■ **Goal**
Can you rewrite the lines below as a numbered list, leaving out any blank lines?

■ **Information supplied**

---------------

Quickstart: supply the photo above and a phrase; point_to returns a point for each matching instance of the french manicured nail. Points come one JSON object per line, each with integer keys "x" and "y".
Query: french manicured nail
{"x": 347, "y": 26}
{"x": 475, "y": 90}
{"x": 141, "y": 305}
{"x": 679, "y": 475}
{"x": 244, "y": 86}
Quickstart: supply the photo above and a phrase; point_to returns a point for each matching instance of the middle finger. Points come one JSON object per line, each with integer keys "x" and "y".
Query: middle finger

---------------

■ **Full response**
1. Quickstart: supply the photo above and a phrase; point_to returns a point for each matching instance of the french manicured nail. Points come one JSON object per line, each with integer keys "x" and "y".
2. Query: french manicured nail
3. {"x": 347, "y": 26}
4. {"x": 475, "y": 90}
5. {"x": 141, "y": 305}
6. {"x": 679, "y": 475}
7. {"x": 244, "y": 86}
8. Quickstart: supply the photo above and a phrase; point_to returns a point for each matching instance of the middle finger. Points come one JSON object per line, each with integer keys "x" and "y".
9. Query: middle finger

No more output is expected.